═══ RECORDED INFORMATION ═══

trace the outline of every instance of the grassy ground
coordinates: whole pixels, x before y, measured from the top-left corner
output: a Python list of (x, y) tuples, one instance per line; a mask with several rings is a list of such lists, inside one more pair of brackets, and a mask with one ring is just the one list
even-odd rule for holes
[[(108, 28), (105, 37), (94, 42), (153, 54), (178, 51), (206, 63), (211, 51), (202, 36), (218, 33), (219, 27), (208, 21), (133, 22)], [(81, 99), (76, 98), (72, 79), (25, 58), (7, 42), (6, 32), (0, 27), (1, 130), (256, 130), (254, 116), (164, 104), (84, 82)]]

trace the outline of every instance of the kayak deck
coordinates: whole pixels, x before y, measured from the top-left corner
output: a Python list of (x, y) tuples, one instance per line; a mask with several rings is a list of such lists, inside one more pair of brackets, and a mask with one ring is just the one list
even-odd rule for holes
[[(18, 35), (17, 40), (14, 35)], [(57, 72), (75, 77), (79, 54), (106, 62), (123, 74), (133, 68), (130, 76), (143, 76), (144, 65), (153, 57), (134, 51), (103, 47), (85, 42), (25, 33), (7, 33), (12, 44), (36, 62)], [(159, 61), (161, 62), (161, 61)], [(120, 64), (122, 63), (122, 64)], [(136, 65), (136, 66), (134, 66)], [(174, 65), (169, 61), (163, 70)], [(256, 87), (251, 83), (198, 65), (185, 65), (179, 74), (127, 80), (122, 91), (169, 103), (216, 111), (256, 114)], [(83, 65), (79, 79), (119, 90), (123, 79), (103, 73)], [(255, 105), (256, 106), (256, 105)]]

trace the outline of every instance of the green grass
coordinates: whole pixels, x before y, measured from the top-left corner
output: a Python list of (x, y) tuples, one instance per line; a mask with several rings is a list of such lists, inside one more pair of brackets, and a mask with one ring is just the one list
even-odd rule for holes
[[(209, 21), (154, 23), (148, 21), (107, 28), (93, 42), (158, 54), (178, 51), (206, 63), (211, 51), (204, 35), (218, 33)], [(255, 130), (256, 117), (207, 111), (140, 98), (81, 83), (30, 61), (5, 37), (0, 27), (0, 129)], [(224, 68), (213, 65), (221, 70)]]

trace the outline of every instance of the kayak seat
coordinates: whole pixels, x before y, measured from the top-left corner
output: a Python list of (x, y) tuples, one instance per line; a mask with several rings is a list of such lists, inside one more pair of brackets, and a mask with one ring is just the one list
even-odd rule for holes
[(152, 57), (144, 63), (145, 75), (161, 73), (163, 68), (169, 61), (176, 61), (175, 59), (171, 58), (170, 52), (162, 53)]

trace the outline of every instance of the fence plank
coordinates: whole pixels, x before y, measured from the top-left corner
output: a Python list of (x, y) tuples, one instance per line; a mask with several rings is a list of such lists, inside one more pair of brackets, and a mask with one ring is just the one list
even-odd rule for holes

═══

§ WHAT IS EXPECTED
Render the records above as a JSON list of strings, one string per line, with blank lines omitted.

§ ANSWER TO THIS EXERCISE
[
  "trace the outline of every instance of the grassy ground",
  "coordinates: whole pixels, x before y, measured from the top-left corner",
  "output: a Python list of (x, y) tuples, one instance per line; a mask with several rings is a list of such lists, inside one more pair of brackets, and a mask with one ring is just the one list",
  "even-odd rule for holes",
  "[[(108, 28), (105, 37), (94, 42), (153, 54), (178, 51), (206, 63), (211, 51), (202, 36), (218, 33), (219, 27), (208, 21), (133, 22)], [(81, 99), (76, 98), (72, 79), (25, 58), (7, 42), (6, 32), (0, 27), (1, 130), (256, 130), (254, 116), (164, 104), (84, 82)]]",
  "trace the outline of every instance of the kayak deck",
  "coordinates: whole pixels, x before y, measured from the top-left corner",
  "output: a Python list of (x, y) tuples, one instance per line; a mask with several rings is a list of such lists, inside one more pair of brackets, and a mask with one ring is just the one list",
  "even-odd rule for holes",
  "[[(18, 35), (17, 40), (14, 35)], [(57, 72), (75, 77), (79, 54), (106, 62), (123, 74), (133, 68), (130, 76), (143, 76), (144, 65), (153, 57), (134, 51), (103, 47), (85, 42), (25, 33), (7, 33), (12, 44), (36, 62)], [(159, 61), (161, 62), (161, 61)], [(120, 64), (122, 63), (122, 64)], [(136, 65), (136, 66), (134, 66)], [(174, 65), (169, 61), (163, 70)], [(256, 87), (251, 83), (198, 65), (185, 65), (179, 74), (127, 80), (122, 91), (169, 103), (216, 111), (256, 114)], [(83, 65), (79, 79), (119, 90), (123, 79), (103, 73)], [(255, 105), (256, 106), (256, 105)]]",
  "trace the outline of every instance of the green grass",
  "coordinates: whole pixels, x before y, measured from the top-left corner",
  "output: a Python list of (x, y) tuples, one instance per line; a mask with several rings is a list of such lists, inside one more pair of brackets, and a mask with one ring is just the one list",
  "even-odd rule for holes",
  "[[(209, 21), (154, 23), (148, 21), (107, 28), (93, 42), (158, 54), (178, 51), (206, 63), (211, 51), (204, 35), (218, 33)], [(255, 130), (256, 117), (207, 111), (140, 98), (81, 83), (30, 61), (5, 37), (0, 27), (0, 129)], [(224, 68), (213, 65), (221, 70)]]",
  "trace the outline of every instance of the kayak seat",
  "coordinates: whole pixels, x before y, measured from the top-left corner",
  "output: a Python list of (x, y) tuples, one instance per line; a mask with several rings is a list of such lists, inside one more pair of brackets, and a mask with one ring is just the one list",
  "even-odd rule for holes",
  "[(152, 57), (144, 63), (145, 75), (161, 73), (163, 68), (169, 61), (176, 61), (175, 59), (171, 58), (170, 52), (162, 53)]",
  "trace the outline of every instance of the fence plank",
  "coordinates: whole pixels, x before y, measured from the top-left corner",
  "output: a Python list of (x, y) tuples, one instance per line; a mask with several rings is a list of such lists, inside one more pair of brackets, and a mask with one ring is just the one list",
  "even-odd rule for holes"
]